(Beginning of Provided passage)

The conversion story of Jacques and Raissa Maritain serves as an inspiration to many people who have been discouraged with life and have been tempted to take desperate measures. Newspapers and television report how the Covid-19 pandemic has stripped many individuals of hope. It was not the virus, however, that plagued the Maritains, but something similar—a sense of the meaninglessness of life. Therefore, their positive message has applicability for anyone who is suffering in today’s predicament.
Jacques and Raissa were students at the Sorbonne in Paris. They were fed a steady diet of scientific relativism and philosophical scepticism which were offered under seemingly impeccable auspices. They were confronted with a program for life without purpose. Thoroughly dispirited, they decided to take their own lives rather than submit to an animalistic type of experience where only material possessions and fleeting pleasures were considered important. They sense a certain nobility within their souls that did not allow them to accept a life that had no meaning. The one heroic act they could make in the face of a meaningless world was to refuse to live in it.
If one buys a Rolls Royce and discovers that he cannot start it, that is frustration. If one is dying of thirst and no water is available, that is desperation. But if one’s inner being cannot get started because there is nothing in the world to accommodate it, that is a “metaphysical anxiety”. Looking back on this torment many years later, Raissa said that “It is true that I have had other sufferings, often great sorrow, but this particular distress I have never since known. One does not forget the gates of death”.

(End of Provided passage)
(Beginning of Dataset extract)

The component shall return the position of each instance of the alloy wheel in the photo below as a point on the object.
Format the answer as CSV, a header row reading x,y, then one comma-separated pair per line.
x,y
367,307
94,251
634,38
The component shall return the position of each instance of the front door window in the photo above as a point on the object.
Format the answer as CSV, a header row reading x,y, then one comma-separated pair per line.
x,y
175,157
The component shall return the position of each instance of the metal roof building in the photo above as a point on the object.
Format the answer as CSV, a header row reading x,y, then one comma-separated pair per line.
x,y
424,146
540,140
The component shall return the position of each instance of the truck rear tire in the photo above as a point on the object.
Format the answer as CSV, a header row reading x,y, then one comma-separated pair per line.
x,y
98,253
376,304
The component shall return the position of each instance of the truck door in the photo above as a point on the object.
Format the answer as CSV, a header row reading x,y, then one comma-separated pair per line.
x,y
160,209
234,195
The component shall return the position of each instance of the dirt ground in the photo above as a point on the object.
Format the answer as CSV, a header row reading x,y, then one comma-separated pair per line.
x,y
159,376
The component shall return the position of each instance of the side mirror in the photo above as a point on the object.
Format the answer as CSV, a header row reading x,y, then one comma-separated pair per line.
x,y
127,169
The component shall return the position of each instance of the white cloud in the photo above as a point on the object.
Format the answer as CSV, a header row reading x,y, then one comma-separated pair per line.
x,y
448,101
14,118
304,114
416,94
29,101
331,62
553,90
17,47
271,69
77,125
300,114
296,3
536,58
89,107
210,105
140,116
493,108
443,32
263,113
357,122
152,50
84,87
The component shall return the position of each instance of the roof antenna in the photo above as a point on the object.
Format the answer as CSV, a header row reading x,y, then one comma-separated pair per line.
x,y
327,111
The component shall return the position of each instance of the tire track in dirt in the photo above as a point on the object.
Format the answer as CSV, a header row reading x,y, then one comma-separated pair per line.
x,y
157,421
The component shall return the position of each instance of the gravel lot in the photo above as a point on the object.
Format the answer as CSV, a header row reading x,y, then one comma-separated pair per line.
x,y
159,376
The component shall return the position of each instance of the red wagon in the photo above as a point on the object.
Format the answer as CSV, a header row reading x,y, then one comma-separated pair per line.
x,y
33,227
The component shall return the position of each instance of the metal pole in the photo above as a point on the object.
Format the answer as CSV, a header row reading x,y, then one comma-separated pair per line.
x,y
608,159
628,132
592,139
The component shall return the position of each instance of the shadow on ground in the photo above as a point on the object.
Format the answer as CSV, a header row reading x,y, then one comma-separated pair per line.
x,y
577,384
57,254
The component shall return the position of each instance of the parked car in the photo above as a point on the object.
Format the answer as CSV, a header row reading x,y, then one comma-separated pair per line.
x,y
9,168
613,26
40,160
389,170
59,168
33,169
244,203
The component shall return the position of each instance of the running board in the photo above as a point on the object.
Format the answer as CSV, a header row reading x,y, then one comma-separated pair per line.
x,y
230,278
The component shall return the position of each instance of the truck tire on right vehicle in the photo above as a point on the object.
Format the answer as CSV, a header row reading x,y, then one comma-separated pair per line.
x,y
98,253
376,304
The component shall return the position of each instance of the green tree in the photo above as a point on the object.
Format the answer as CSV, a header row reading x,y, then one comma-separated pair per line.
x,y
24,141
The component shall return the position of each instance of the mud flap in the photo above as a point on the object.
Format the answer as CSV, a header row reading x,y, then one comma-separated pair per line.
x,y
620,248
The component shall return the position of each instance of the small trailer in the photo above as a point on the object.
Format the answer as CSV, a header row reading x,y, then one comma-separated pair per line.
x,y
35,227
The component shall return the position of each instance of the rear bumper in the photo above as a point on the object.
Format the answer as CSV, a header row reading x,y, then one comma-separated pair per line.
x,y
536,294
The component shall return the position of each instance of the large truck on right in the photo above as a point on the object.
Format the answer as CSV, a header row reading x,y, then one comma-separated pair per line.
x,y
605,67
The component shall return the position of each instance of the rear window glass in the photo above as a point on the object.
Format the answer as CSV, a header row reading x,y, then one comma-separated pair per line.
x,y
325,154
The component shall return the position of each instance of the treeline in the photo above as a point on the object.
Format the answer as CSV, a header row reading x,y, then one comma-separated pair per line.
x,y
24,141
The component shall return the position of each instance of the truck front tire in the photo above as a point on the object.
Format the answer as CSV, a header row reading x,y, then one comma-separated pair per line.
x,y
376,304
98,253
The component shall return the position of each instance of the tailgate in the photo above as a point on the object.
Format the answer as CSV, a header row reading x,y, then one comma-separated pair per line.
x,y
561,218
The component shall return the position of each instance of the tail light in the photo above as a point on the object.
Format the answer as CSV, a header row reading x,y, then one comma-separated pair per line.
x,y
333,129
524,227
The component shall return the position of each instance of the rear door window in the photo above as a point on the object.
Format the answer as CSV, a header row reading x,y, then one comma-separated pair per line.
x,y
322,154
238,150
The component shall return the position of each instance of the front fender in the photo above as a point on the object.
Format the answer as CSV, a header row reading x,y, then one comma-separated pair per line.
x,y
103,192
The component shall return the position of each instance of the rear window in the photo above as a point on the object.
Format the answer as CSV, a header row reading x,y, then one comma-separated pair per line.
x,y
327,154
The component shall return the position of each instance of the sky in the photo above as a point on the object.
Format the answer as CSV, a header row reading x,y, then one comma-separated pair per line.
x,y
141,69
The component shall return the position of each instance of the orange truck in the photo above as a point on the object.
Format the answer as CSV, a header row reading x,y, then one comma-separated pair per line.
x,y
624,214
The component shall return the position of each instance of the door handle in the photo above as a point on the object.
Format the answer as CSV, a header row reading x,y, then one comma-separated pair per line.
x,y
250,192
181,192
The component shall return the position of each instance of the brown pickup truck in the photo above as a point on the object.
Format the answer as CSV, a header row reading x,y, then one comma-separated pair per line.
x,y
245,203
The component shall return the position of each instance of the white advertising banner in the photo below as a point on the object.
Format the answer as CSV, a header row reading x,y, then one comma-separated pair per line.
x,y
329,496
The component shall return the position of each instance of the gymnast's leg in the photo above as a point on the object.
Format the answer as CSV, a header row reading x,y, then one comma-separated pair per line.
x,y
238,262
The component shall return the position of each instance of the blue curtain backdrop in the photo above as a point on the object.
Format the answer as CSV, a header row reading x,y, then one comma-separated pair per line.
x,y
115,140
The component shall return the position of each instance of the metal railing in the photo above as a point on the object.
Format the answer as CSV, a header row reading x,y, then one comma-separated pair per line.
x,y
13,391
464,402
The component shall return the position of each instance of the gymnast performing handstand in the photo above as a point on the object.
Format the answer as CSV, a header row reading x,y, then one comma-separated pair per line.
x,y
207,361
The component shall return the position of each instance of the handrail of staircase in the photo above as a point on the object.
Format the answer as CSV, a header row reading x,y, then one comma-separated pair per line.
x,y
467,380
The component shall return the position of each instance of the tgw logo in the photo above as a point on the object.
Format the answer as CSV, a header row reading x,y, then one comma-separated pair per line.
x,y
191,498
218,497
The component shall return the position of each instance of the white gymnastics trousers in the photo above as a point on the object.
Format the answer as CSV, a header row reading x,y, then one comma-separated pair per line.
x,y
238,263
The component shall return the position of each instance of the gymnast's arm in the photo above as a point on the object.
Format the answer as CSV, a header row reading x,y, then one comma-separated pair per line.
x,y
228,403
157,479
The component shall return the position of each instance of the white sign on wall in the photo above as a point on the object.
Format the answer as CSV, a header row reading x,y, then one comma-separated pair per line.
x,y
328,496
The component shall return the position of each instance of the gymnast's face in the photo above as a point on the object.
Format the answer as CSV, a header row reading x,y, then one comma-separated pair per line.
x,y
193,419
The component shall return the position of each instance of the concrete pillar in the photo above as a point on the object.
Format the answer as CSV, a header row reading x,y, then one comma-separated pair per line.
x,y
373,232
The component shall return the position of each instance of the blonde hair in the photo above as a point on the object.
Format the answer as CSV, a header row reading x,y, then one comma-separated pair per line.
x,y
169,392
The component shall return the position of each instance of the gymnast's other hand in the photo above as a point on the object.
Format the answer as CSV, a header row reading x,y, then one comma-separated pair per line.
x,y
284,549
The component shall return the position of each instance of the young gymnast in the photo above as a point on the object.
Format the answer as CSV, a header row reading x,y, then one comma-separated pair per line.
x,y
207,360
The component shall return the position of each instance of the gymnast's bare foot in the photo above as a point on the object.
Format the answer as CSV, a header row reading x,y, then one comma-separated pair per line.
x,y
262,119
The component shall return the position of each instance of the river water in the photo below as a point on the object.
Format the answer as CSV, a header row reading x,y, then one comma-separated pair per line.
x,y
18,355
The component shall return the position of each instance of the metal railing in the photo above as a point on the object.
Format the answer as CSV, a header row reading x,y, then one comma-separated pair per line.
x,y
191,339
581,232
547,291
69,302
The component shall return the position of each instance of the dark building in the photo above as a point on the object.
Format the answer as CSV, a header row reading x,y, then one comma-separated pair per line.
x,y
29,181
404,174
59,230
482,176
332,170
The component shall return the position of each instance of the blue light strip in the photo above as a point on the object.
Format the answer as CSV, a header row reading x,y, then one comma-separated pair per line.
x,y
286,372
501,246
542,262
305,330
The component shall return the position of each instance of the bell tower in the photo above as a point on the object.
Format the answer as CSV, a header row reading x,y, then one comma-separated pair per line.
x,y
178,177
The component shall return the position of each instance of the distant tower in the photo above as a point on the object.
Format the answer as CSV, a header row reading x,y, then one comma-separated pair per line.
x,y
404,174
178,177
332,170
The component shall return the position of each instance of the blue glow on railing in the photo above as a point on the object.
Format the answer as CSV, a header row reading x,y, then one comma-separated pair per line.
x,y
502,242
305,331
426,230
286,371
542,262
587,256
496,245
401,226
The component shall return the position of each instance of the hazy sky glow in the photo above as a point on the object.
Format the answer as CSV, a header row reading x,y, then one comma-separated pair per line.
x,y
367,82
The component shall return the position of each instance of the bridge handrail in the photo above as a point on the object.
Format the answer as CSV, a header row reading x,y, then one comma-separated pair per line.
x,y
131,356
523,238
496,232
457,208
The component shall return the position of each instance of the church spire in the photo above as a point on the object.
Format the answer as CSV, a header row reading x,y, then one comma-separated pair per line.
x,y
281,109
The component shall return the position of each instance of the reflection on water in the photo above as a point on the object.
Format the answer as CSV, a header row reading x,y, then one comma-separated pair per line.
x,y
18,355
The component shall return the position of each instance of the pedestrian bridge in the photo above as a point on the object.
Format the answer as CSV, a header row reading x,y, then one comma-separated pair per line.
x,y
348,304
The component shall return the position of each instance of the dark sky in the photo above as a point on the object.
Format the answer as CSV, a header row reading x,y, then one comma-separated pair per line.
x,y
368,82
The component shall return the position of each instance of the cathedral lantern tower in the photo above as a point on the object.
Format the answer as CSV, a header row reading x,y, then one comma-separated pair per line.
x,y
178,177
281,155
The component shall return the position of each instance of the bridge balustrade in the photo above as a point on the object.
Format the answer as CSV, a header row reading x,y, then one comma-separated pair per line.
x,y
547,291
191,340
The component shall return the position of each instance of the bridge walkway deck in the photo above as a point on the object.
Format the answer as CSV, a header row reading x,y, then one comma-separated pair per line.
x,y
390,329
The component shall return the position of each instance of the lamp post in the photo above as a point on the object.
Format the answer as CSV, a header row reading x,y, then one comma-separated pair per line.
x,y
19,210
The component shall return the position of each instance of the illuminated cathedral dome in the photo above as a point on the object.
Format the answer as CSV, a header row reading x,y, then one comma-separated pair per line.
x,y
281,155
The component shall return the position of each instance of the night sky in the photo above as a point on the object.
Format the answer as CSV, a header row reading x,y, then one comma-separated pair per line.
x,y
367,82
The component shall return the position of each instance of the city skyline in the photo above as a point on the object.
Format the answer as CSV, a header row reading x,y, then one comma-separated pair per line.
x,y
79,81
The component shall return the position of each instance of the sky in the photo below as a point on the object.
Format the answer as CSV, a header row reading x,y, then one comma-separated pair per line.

(End of Dataset extract)

Task instructions:
(a) Print the stretch of the passage on the Maritains' conversion from "The conversion story" through "in today’s predicament.".
(b) Proceed with the passage on the Maritains' conversion, picking up from where it stops.

Outputs in order:
(a)
The conversion story of Jacques and Raissa Maritain serves as an inspiration to many people who have been discouraged with life and have been tempted to take desperate measures. Newspapers and television report how the Covid-19 pandemic has stripped many individuals of hope. It was not the virus, however, that plagued the Maritains, but something similar—a sense of the meaninglessness of life. Therefore, their positive message has applicability for anyone who is suffering in today’s predicament.

(b)
Death would not be immediate. Jacques and Raissa extended credit to the universe for a year. If they could not be convinced that life had meaning during that time, they would go ahead with their plan. That sense of nobility, however, proved to be the first rung of a ladder that would give their life not only meaning, but one that would overflow into the lives of countless others. It would direct them to their vocation. It would, in Raissa’s words, “deliver us from a useless and sinister world”.
Intelligence without its proper object, which is truth, is meaningless. It is a key for which there is no lock. At the suggestion of their friend, Charles Péguy, they enrolled in a course with the brilliant Nobel Laureate, Henri Bergson, who showed them how intelligence can grasp both truth and meaning. The suicide pact was cancelled. Their inner sense of the absolute was confirmed.
Jacques and Raissa encountered several extraordinary individuals who offered additional enlightenment. Leon Bloy, a highly charismatic novelist introduced them to Catholicism and was present at their baptism. At the suggestion of L’Abbe Humbert Clerissac, the writings of Saint Thomas Aquinas came into their lives. “Woe unto me,” said Jacques, “should I not Thomisticize”. He had found his passion and his career path. Raissa wrote in her memoir that “Jacques’ vocation shall have been to bring to light the vital forces of Thomism…to widen its frontiers whole holding in the strictest fashion to its principles, to reinsert it into the existential reality of the movement of culture and philosophy”.
If one finds truth, he finds a road that leads to the supreme Truth, which is God. The next step for the Maritains was to discover Christ, the Son of God, and experience His abundant grace. The progression from intelligence to truth, to God, to Christ, and grace laid the groundwork for their vocation, that is, the place in the world where they could enjoy life and benefit others.
That flicker of light is present in all of us. We are not creatures of chance devoid of an inner road map, inhabiting an alien planet. That light is present to set into motion our ascent to higher and more enriching levels of meaning. A number of other philosophers have made a similar journey, though varying from person to person. We list ten of these philosopher converts to the Catholic Church: Mortimer Adler, Elizabeth Anscombe, Frederick Coplestone, S.J., Peter Geach, Alasdair MacIntyre, Gabriel Marcel, Marshall McLuhan, Max Scheler, Edith Stein, and Dietrich von Hildebrand. Philosophy, as many contemporary thinkers believe, is not an endpoint, but a starting point.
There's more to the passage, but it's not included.